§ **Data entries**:
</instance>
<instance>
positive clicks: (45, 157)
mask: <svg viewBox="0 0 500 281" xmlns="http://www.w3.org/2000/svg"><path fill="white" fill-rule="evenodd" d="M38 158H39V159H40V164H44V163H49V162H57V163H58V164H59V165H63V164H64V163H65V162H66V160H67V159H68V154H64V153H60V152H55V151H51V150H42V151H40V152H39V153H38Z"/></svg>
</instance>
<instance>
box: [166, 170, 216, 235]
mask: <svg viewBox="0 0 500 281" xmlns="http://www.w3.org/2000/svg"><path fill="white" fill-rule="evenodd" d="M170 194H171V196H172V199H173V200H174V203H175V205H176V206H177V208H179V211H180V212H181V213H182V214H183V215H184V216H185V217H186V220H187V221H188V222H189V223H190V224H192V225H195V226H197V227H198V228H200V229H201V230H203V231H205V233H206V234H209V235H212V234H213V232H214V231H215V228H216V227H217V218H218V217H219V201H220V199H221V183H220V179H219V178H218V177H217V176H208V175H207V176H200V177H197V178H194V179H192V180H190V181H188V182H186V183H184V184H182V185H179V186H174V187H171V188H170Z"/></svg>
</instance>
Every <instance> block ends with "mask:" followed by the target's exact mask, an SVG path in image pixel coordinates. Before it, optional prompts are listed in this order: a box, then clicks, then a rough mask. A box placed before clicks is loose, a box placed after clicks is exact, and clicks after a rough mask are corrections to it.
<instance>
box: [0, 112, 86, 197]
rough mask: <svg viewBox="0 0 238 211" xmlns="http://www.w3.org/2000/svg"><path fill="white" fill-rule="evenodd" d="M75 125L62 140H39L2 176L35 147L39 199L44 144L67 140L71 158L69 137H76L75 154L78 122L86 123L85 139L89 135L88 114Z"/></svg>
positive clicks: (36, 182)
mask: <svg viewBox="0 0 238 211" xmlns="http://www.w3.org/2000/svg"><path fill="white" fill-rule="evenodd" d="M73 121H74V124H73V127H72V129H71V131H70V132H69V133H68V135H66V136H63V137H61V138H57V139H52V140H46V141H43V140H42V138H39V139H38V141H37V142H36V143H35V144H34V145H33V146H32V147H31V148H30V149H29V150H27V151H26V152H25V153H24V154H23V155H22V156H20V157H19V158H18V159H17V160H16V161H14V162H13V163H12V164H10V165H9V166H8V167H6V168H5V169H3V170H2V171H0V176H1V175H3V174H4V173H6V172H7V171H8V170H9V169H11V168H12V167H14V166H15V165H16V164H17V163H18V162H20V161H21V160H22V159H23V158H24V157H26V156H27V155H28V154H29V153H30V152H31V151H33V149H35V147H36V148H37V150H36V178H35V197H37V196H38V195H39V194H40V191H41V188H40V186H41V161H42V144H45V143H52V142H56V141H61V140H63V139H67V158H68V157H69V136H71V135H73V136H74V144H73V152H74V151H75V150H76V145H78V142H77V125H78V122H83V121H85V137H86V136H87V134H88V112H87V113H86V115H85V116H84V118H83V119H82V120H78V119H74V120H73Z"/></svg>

==

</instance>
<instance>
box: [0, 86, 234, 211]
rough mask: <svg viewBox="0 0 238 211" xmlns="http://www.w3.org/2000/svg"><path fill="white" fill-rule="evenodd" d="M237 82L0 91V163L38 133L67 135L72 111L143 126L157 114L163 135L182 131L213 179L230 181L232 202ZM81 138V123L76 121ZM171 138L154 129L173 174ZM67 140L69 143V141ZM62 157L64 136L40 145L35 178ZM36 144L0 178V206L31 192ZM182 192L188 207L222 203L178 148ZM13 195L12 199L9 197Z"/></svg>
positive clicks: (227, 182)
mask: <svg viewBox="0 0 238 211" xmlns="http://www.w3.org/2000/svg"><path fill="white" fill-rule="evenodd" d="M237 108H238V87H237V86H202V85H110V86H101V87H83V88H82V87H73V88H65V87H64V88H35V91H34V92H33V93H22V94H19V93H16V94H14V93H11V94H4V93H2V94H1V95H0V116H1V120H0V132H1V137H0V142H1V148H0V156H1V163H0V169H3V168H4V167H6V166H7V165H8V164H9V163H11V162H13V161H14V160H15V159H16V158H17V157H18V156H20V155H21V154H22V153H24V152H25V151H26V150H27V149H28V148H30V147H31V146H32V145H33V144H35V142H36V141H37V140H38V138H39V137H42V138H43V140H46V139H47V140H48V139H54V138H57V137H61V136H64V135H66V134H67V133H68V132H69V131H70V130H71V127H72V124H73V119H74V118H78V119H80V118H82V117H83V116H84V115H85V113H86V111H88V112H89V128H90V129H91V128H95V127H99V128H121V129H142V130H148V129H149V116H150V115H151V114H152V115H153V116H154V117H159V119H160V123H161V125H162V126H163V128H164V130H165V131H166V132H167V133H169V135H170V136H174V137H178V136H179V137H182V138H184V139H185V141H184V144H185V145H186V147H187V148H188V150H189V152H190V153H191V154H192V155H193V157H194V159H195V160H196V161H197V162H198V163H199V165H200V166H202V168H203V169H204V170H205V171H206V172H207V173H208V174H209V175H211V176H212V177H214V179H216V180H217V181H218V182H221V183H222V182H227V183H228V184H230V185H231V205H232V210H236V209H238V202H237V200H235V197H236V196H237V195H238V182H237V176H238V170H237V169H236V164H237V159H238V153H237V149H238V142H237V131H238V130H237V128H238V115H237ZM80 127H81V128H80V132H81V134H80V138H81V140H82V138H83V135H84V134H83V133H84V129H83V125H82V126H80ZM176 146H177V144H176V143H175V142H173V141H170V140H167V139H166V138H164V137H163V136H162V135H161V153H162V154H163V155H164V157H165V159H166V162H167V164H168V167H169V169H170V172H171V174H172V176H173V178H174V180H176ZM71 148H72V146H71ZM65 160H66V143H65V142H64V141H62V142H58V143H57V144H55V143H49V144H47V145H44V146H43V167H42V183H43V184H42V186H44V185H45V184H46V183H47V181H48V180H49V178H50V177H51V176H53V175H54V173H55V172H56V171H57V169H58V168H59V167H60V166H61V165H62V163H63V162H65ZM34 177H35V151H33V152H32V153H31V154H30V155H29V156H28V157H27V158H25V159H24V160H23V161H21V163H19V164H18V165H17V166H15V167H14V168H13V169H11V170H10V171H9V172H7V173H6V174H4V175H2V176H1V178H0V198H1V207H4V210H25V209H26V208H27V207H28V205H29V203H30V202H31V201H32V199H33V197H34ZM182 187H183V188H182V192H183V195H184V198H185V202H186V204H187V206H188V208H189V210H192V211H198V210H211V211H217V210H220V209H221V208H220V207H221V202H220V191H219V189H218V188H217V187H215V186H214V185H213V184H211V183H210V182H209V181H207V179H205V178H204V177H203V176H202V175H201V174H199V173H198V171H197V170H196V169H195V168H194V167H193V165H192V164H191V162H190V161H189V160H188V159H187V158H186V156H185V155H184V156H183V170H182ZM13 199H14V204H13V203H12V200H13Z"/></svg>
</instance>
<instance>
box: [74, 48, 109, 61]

§ **YOUR OBJECTIVE**:
Only lines holding the string "rough" are wanted; gather each one from the entries above.

§ **TASK RESULT**:
Every <instance> block ends with "mask:" followed by the target's exact mask, an SVG path in image pixel coordinates. Before it, optional prompts are listed in this order: a box, then clicks, then a rough mask. A box placed before clicks is loose, a box placed after clicks is exact, and clicks after a rough mask are corrections to it.
rough mask: <svg viewBox="0 0 238 211" xmlns="http://www.w3.org/2000/svg"><path fill="white" fill-rule="evenodd" d="M75 125L62 140H39L2 176L35 147L39 199L44 144L67 140L71 158L69 137H76L75 154L78 122L86 123L85 139L89 135L88 114Z"/></svg>
rough mask: <svg viewBox="0 0 238 211" xmlns="http://www.w3.org/2000/svg"><path fill="white" fill-rule="evenodd" d="M237 82L0 91V163L38 133L67 135L72 111L143 126L157 114L163 135L182 131L213 179L230 181L232 202ZM81 138V123L76 121ZM171 138L154 129L173 174ZM67 140L69 143V141ZM62 157L64 136L40 145L35 178ZM36 144L0 178V206L31 192ZM182 192L188 207L222 203L178 148ZM13 195L12 199L9 197Z"/></svg>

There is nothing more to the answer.